→ Given text

--

The genus Alnus hosts strikingly specific communities of ectomycorrhizal (ECM) fungi. This specificity, however, has been noted largely in relation to co-occurring, distantly related plants. We sought to understand whether the evolutionary history of the host might explain Alnus ECM specificity by comparing Alnus and Betula ECM communities. If Alnus ECM fungi are specific to the Betulaceae family, but not to Alnus itself, they would be expected to associate promiscuously with these sister host genera. To test this hypothesis, we examined the ECM communities on Alnus rhombifolia and Betula occidentalis in western Idaho. We characterized the communities at a field site where the hosts co-occur and in a growth chamber bioassay, comparing the ECM communities present when Alnus and Betula roots overlapped to those present on each host alone. Molecular techniques were used to identify ECM fungal taxa and host roots.
In the field, our results resembled those of prior studies: Alnus supported a small, homogenous ECM community, while Betula hosted a diverse group of fungi. Only four of the 27 ECM taxa in the field study (Laccaria, Russula, Tomentella, and Tuber species) occurred on both Alnus and Betula, and only Laccaria was found on both host genera in a single soil sample. In the growth chamber assay, however, the ECM communities on Alnus and Betula included shared taxa in both the single-host and mixed-host arrangements. In four of five cases, overlapping root systems shared at least one fungal taxon, but these shared taxa comprised only two of six taxa present (an Alnicola and a Tomentella species).

--

→ Assignment 1
In the text on fungi of Alnus and Betula, which fungus was the only one found on both host genera in a single soil sample in the field?
→ Assignment 2
Write the next part of the text on fungi of Alnus and Betula, starting after its final sentence.

--

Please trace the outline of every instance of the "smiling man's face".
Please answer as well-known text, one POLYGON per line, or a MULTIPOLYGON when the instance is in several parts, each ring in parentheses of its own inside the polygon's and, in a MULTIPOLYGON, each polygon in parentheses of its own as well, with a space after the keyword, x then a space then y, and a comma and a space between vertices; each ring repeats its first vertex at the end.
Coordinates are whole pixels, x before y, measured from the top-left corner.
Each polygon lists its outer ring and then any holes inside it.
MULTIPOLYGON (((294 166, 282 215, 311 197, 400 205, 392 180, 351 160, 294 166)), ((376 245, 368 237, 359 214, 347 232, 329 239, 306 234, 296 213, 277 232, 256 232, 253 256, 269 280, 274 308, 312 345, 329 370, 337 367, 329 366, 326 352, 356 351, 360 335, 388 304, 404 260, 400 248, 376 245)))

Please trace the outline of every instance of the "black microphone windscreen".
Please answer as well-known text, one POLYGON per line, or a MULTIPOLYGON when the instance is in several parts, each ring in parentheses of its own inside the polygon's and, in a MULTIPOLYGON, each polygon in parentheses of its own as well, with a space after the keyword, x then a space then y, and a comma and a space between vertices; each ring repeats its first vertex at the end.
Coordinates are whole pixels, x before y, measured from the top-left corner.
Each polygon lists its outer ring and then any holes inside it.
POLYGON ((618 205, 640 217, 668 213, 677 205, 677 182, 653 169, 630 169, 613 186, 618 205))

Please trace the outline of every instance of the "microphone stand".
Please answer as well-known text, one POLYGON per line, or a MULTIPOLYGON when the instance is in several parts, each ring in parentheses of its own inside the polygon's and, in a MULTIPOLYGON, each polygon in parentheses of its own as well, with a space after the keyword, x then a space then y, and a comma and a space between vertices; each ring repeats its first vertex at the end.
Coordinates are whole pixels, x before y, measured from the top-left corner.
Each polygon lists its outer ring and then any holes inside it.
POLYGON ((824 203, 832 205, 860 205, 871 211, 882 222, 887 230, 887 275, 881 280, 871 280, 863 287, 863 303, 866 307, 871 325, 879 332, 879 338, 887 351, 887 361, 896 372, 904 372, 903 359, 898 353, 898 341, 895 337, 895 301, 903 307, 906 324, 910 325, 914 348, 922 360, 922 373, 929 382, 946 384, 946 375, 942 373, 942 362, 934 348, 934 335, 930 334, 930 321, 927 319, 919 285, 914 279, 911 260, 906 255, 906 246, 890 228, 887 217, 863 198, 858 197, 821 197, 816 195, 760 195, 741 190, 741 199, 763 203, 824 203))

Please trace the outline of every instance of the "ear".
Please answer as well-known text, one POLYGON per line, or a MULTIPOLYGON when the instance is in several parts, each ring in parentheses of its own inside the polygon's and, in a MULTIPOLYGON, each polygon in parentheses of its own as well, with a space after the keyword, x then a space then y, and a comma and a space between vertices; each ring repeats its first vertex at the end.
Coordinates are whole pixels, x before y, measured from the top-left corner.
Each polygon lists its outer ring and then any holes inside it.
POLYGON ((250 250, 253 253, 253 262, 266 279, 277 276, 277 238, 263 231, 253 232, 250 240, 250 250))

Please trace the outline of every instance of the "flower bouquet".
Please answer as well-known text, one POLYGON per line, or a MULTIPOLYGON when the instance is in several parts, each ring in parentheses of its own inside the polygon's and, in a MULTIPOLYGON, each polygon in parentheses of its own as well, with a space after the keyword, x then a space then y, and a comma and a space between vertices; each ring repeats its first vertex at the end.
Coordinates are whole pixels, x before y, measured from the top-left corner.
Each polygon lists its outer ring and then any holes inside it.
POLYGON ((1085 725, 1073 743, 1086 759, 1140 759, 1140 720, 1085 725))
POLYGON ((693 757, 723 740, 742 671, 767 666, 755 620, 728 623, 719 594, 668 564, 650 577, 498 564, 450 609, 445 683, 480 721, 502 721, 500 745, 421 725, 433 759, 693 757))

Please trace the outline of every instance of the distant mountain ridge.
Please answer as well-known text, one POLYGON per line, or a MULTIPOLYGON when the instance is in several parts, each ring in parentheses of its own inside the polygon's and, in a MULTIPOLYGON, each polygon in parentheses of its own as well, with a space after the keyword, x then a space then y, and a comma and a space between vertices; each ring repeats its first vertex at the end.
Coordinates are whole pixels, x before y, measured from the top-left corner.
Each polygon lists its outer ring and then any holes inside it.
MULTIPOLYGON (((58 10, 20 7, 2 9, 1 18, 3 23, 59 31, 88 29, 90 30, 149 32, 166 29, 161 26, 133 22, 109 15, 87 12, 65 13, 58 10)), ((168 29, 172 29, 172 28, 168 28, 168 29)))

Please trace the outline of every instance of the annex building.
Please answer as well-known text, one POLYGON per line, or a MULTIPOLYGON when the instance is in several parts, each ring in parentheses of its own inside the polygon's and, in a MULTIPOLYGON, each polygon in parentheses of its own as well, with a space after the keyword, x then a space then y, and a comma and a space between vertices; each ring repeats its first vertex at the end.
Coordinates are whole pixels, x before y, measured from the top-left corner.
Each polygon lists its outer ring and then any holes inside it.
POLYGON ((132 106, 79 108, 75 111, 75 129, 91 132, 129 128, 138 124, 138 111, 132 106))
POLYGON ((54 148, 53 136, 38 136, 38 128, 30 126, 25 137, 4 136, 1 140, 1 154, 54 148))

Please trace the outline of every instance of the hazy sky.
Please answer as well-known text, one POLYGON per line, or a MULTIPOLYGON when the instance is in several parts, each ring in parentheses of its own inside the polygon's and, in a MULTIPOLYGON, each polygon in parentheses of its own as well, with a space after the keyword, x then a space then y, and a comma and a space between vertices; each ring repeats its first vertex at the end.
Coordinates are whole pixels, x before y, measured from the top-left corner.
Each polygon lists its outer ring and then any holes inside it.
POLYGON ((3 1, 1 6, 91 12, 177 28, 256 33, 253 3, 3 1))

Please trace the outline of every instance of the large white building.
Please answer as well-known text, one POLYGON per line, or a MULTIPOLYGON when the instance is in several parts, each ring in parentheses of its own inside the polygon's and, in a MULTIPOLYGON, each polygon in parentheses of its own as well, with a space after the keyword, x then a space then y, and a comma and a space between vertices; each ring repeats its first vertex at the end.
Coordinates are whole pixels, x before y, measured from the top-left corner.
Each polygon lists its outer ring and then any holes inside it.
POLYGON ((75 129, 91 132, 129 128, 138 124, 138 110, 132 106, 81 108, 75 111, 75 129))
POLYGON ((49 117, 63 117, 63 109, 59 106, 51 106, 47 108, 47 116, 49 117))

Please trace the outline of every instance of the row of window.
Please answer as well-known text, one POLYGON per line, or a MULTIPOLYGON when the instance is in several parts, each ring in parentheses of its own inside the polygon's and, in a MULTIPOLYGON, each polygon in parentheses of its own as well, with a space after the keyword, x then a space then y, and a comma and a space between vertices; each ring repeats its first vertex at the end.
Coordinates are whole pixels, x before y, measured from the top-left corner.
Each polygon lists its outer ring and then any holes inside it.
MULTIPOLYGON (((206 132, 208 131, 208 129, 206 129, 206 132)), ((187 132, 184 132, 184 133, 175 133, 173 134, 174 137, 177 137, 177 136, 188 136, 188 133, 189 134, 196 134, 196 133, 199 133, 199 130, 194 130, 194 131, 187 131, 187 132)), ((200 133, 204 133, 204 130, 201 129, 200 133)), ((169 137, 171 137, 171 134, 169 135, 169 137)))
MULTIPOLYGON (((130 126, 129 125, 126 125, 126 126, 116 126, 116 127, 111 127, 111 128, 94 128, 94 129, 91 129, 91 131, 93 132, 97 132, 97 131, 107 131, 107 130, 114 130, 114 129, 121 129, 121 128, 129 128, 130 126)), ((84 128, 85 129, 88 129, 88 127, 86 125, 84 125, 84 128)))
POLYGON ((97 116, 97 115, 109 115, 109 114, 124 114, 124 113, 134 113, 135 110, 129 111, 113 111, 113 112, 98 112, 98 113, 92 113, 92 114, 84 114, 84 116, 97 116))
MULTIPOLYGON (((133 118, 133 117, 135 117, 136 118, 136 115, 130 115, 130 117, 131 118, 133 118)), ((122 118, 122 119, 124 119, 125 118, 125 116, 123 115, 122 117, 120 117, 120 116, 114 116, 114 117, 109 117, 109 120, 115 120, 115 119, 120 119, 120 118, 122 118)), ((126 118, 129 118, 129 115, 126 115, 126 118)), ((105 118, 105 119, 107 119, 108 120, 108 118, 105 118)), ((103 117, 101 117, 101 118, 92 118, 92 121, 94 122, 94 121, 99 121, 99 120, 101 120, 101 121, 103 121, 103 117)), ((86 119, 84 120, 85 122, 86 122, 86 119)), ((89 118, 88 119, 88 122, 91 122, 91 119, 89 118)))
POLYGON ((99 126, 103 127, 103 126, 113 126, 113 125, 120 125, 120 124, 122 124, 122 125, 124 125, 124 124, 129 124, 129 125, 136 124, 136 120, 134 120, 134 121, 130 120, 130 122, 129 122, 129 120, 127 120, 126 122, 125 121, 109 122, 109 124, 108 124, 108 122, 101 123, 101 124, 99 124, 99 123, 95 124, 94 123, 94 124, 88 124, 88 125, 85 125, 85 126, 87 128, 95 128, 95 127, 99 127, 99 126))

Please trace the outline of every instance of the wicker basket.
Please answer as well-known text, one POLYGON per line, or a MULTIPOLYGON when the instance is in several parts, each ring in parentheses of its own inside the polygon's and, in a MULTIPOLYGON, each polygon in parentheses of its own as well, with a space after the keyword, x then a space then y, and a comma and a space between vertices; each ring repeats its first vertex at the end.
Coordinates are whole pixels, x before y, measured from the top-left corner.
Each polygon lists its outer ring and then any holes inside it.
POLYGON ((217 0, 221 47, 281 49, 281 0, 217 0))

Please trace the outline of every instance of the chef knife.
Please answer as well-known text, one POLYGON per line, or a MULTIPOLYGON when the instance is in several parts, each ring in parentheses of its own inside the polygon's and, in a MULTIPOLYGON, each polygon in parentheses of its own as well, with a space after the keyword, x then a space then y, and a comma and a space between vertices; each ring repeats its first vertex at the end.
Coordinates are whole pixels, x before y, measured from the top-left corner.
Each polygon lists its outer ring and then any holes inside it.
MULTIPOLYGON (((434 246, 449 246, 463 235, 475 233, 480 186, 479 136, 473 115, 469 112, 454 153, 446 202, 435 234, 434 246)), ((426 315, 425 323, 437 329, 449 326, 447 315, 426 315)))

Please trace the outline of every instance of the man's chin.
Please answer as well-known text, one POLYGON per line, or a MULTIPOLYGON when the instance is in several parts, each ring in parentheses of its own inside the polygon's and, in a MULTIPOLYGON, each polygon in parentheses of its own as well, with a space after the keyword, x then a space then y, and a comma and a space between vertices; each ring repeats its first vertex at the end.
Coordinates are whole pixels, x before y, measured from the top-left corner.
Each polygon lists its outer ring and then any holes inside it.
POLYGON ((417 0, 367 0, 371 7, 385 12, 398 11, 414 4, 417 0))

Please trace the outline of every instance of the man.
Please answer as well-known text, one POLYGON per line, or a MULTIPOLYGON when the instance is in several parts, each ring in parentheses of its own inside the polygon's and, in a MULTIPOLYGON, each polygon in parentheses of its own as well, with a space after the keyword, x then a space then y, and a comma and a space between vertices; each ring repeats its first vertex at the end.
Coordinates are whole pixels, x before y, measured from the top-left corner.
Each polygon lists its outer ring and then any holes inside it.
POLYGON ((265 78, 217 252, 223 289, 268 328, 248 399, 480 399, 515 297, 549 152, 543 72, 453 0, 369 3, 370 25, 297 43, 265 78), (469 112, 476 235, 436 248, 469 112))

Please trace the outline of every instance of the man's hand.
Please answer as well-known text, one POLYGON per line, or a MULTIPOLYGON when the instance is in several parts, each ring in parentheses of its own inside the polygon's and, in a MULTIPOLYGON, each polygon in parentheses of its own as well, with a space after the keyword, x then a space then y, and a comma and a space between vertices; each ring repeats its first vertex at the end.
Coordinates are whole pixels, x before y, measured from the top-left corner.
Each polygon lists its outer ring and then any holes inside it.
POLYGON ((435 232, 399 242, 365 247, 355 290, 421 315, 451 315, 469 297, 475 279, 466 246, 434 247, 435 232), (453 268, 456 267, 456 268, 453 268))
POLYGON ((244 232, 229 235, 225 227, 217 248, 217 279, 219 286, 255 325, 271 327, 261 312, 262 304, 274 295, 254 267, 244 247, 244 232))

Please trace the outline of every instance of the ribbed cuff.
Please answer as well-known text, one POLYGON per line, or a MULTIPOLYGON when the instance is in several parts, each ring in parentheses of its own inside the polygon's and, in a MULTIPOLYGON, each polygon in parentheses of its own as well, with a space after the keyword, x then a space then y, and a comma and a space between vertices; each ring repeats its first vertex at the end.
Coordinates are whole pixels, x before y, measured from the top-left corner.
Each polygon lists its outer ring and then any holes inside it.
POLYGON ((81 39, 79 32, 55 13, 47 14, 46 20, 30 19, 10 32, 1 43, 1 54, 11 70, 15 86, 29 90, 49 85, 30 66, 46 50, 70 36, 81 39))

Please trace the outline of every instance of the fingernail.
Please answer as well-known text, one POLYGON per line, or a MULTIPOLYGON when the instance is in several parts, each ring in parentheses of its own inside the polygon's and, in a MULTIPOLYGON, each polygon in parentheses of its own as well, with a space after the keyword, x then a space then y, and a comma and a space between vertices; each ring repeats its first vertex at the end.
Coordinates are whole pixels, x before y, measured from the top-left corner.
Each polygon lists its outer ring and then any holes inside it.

--

→ Task response 1
Laccaria

→ Task response 2
This result challenges the paradigm of absolute genus specificity among Alnus ECM fungi. At least six taxa (Alnicola, Laccaria, Russula, Tuber, and two Tomentella species) can associate with both Alnus and Betula, but no taxon except Laccaria associated with both hosts simultaneously in the field. The reciprocal specificity of Alnus and its ECM fungal associates appears to be strong, but not absolute, and may be driven by selectivity of the host, specialization of the fungi, and the influence of other root symbionts.